■ **OBJETIVO**: Transcribe íntegro y sin ningún cambio el pasaje sobre las normas jurídicas como objetos abstractos.

■ **TEXTO DADO**:

******

Por último, Navarro y Rodríguez (2014, p. 70) sugieren que una de las dificultades de las normas como sentido 1 está en que no entrega elementos para sortear la ambigüedad de las oraciones deónticas, es decir, correspondería a esta concepción ofrecer un criterio para diferenciar el significado descriptivo del significado prescriptivo de las oraciones deónticas. Sin embargo, reconocen que una manera de sortear esta dificultad es recurrir a una semántica de mundos posibles.
En este punto es posible concluir que, sin adherir a una posición teórica definida respecto de cómo elaborar la dicotomía entre concreto/abstracto, los diferentes autores reseñados caracterizan las normas jurídicas como objetos abstractos sobre la base de que estas tengan una existencia independiente de los fenómenos físicos o los procesos psíquicos, no encuadrada dentro del marco espaciotemporal ni estando sometidas a relaciones de causalidad, pudiendo incluso nunca ser ejemplificadas. Aunque en algunos casos ciertos actos o prácticas son las que posibilitan su surgimiento, pero no su existencia, en el sentido de dependencia histórica22.

******

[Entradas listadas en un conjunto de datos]
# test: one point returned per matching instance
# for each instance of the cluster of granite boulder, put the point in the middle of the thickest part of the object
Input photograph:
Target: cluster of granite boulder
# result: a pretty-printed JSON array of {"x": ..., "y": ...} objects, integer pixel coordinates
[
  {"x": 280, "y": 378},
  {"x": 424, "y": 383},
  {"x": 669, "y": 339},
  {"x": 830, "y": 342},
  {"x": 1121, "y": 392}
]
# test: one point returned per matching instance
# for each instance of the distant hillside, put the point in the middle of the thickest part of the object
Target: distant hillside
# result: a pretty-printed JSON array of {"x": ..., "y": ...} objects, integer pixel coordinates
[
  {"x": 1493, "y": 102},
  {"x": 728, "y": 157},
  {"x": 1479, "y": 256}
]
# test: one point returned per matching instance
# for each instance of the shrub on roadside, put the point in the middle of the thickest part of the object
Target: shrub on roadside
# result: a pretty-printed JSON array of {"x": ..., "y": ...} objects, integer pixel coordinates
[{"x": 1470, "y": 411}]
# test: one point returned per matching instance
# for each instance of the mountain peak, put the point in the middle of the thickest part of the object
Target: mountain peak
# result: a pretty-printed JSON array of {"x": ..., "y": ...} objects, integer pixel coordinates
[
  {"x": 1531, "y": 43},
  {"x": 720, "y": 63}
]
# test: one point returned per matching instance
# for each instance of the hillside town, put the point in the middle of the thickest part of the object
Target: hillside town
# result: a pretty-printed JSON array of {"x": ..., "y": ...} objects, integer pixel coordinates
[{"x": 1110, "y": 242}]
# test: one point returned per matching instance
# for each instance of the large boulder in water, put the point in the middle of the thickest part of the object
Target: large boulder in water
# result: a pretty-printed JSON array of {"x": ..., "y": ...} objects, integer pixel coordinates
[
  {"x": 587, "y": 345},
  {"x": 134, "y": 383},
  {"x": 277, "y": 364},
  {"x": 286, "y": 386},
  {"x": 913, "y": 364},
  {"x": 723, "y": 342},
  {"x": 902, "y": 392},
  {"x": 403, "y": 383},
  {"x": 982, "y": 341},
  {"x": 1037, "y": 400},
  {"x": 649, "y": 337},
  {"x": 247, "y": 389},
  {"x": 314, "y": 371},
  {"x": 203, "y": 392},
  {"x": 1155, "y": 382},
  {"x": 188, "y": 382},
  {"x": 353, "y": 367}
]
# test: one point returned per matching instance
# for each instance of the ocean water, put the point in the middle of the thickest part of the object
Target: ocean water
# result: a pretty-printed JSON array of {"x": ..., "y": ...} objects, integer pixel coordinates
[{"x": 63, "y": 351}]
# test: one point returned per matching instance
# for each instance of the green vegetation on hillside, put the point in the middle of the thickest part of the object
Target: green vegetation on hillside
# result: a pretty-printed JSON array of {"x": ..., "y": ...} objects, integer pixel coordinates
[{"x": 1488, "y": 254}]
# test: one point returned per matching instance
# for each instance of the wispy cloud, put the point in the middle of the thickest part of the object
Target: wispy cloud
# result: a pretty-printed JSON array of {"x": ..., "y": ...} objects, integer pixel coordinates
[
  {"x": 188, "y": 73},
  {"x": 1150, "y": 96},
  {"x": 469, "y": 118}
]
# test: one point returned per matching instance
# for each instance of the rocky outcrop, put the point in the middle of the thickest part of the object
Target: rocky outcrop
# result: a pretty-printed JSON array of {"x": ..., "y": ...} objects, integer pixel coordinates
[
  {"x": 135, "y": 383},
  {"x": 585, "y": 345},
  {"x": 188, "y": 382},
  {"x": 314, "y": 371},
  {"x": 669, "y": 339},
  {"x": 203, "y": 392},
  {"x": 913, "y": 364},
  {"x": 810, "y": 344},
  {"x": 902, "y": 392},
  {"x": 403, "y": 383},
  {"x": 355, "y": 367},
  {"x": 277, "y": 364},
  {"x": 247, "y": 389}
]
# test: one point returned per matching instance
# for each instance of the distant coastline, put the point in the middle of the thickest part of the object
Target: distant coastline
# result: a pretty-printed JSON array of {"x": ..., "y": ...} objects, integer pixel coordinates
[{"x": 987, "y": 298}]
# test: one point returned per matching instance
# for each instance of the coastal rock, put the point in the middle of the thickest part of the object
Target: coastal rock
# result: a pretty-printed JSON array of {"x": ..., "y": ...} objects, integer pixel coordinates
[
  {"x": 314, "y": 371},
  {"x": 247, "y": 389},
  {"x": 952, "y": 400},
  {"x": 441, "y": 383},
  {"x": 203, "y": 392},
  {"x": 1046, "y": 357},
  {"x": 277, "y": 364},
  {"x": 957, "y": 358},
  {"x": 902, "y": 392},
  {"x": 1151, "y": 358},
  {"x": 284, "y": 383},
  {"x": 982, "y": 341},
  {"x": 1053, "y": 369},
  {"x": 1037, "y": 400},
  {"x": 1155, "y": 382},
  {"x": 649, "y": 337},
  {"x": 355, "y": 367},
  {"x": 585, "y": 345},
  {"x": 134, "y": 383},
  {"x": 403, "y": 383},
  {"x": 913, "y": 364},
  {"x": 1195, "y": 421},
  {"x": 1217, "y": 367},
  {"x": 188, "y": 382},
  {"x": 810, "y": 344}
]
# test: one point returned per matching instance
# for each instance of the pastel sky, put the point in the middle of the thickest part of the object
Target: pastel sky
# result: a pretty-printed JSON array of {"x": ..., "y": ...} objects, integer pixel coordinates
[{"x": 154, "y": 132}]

******

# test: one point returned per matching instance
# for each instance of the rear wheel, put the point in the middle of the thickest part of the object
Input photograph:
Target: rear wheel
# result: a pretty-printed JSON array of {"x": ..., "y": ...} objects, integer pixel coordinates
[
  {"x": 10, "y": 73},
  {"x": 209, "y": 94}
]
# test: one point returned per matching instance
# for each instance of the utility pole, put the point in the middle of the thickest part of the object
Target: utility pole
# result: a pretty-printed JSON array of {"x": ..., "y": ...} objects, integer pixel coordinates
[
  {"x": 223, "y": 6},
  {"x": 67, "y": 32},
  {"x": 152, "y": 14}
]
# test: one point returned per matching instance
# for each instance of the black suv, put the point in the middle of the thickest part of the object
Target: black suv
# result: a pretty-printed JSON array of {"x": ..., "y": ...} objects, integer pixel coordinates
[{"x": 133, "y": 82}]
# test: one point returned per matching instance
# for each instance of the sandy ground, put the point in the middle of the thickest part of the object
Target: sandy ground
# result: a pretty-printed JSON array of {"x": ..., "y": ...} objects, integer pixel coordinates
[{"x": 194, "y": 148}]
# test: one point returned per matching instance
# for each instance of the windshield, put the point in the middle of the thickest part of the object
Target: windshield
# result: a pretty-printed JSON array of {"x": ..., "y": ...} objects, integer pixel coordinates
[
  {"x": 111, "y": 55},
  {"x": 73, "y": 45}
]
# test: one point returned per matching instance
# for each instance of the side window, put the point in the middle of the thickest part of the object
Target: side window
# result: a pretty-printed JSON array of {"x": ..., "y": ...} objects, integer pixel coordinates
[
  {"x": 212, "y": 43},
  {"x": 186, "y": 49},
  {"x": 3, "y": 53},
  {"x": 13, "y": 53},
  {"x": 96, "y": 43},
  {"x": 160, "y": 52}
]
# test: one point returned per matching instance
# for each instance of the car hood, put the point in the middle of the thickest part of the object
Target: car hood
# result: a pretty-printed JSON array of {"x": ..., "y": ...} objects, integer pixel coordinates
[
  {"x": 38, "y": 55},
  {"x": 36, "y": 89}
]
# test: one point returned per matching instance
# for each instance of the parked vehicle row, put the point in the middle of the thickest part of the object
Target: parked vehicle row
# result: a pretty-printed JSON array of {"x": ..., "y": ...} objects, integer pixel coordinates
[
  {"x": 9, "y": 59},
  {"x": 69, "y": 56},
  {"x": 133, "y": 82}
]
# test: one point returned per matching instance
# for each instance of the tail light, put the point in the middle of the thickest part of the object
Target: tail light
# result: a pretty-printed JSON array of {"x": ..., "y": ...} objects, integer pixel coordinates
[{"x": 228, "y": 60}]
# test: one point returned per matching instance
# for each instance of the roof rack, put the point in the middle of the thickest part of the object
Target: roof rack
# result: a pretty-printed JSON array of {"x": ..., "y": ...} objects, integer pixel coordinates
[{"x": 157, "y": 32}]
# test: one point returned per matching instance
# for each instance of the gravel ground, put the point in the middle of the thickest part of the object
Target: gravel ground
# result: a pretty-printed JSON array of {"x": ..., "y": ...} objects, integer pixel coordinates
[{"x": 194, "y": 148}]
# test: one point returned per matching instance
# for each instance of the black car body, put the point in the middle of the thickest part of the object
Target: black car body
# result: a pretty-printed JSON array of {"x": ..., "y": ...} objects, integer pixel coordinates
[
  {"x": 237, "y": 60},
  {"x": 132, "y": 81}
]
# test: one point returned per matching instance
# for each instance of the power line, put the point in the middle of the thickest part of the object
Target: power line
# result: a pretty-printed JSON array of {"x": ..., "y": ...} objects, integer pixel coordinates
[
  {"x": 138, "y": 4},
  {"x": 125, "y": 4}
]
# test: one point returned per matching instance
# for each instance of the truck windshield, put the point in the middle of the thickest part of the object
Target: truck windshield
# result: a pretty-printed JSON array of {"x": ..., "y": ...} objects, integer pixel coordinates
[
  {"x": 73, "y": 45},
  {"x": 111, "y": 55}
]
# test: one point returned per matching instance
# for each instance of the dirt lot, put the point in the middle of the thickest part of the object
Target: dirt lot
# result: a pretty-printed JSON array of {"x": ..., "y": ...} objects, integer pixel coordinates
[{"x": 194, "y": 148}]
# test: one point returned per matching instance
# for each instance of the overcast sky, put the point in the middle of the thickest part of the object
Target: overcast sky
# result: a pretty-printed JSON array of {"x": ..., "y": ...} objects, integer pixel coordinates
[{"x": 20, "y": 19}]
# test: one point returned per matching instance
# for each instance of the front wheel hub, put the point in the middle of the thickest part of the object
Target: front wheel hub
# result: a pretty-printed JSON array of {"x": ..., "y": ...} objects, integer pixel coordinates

******

■ **RESPUESTA**:
Por último, Navarro y Rodríguez (2014, p. 70) sugieren que una de las dificultades de las normas como sentido 1 está en que no entrega elementos para sortear la ambigüedad de las oraciones deónticas, es decir, correspondería a esta concepción ofrecer un criterio para diferenciar el significado descriptivo del significado prescriptivo de las oraciones deónticas. Sin embargo, reconocen que una manera de sortear esta dificultad es recurrir a una semántica de mundos posibles.
En este punto es posible concluir que, sin adherir a una posición teórica definida respecto de cómo elaborar la dicotomía entre concreto/abstracto, los diferentes autores reseñados caracterizan las normas jurídicas como objetos abstractos sobre la base de que estas tengan una existencia independiente de los fenómenos físicos o los procesos psíquicos, no encuadrada dentro del marco espaciotemporal ni estando sometidas a relaciones de causalidad, pudiendo incluso nunca ser ejemplificadas. Aunque en algunos casos ciertos actos o prácticas son las que posibilitan su surgimiento, pero no su existencia, en el sentido de dependencia histórica22.